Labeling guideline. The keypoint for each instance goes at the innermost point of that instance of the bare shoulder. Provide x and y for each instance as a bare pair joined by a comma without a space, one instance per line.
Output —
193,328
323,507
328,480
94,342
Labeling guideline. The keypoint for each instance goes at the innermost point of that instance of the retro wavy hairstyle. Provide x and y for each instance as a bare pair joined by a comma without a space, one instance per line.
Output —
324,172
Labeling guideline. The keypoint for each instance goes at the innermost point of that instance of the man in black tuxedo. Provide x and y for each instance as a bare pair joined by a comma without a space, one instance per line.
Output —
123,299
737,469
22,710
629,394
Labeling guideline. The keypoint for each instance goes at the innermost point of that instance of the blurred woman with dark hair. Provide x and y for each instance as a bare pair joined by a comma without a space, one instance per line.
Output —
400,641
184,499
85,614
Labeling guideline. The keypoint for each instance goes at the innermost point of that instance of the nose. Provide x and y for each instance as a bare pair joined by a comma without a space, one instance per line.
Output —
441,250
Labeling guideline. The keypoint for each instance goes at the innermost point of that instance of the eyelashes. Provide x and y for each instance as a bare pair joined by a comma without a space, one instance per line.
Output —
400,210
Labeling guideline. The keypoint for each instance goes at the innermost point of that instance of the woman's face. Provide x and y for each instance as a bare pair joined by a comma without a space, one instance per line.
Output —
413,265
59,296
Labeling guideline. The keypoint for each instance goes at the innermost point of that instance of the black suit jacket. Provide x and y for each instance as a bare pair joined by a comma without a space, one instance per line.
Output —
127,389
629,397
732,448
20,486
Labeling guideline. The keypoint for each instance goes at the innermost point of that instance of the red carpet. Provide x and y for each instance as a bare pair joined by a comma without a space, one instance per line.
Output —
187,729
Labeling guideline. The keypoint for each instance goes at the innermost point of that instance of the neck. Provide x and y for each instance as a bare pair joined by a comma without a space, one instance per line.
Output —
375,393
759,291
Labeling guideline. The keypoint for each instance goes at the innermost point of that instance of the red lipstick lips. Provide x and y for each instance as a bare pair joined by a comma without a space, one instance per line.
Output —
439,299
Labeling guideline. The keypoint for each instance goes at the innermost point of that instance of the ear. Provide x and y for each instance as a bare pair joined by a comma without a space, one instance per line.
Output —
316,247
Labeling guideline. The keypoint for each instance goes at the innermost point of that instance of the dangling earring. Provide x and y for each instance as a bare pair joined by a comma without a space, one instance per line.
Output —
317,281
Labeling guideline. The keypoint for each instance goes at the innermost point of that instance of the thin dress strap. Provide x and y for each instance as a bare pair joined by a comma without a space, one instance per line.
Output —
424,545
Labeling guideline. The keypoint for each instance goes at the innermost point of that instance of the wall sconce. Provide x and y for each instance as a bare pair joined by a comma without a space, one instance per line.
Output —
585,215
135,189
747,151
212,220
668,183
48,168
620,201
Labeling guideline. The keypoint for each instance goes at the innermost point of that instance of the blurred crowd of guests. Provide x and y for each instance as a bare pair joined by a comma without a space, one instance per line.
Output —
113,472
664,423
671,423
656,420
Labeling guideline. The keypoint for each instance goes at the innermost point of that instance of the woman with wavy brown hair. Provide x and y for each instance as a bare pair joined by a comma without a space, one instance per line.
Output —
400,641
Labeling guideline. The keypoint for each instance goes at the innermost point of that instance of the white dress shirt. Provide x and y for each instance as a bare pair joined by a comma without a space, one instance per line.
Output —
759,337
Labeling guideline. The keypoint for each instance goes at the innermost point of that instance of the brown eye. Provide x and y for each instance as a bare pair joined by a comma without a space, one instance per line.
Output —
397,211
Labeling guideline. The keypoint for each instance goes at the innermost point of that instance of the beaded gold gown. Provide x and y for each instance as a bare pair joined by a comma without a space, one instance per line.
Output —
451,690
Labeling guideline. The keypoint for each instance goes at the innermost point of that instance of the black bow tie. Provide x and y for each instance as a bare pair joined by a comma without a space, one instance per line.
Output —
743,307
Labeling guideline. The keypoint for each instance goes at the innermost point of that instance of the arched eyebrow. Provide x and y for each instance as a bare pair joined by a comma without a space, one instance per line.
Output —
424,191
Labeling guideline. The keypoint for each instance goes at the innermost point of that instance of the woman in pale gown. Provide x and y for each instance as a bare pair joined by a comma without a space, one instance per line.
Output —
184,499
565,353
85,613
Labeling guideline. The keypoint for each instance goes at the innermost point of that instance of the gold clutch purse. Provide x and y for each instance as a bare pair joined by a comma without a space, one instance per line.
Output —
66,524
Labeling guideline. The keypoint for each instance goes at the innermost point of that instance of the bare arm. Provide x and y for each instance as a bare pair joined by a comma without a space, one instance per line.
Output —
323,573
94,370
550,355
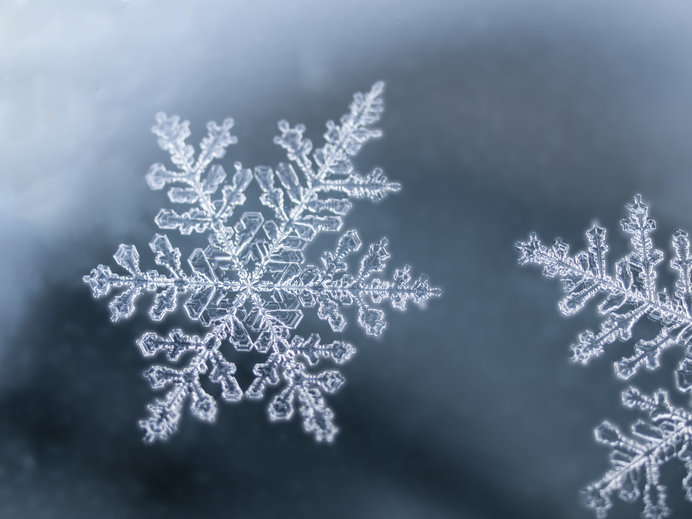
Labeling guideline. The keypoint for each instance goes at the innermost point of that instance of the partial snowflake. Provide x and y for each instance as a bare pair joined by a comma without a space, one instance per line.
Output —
629,294
636,459
250,285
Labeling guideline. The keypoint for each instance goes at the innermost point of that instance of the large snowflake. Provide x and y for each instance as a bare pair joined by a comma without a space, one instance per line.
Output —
250,284
630,293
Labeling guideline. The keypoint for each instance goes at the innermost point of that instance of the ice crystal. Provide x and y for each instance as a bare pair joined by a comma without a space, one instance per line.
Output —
667,434
628,294
251,283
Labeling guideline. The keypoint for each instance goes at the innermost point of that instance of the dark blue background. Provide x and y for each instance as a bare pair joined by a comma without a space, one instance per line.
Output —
501,117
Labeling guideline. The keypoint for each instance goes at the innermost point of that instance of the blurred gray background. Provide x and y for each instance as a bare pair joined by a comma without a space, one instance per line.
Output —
501,117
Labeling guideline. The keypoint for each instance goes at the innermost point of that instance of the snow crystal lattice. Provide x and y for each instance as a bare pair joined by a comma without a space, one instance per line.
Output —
629,294
249,286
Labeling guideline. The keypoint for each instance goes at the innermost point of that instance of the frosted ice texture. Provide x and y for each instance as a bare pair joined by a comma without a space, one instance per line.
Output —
251,283
628,294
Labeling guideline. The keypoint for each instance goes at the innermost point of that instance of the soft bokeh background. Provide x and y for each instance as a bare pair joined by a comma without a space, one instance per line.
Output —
502,117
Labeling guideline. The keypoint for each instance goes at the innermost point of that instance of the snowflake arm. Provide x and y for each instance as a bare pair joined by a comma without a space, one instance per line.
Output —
629,293
250,285
636,458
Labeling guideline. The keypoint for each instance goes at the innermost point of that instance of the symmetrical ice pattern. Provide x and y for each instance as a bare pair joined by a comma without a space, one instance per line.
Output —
250,284
628,294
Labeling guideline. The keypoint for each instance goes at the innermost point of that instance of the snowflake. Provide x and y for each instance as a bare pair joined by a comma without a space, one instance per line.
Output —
630,293
249,286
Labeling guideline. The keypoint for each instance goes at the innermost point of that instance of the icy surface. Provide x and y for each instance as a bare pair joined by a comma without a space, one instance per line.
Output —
251,283
628,294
──────
Write out again, exactly, the lines from the one holding "of the symmetrical" through the end of the listing, with both ends included.

• Worked answer:
Labeling guideline. The keypoint for each instance goes at the innermost point of that instance of the symmetrical ice pattern. Provide x and y for each instance as a bare pair joined by a comma without a space, one instance per line.
Output —
250,284
628,294
Labeling guideline. The keypoint for each instance goes at the innermost point of that instance of the snowflake. Provide x and y for each instance as a bare pair joined by a comma without a space, one instance per line.
Output —
630,293
249,286
Labeling guideline. The keypoint for each instance goes at the innermost point of that instance of the icy surface. Provide x and y for each instance as a bare pair joined by a comma without a space, one instance per line.
Output —
251,283
628,294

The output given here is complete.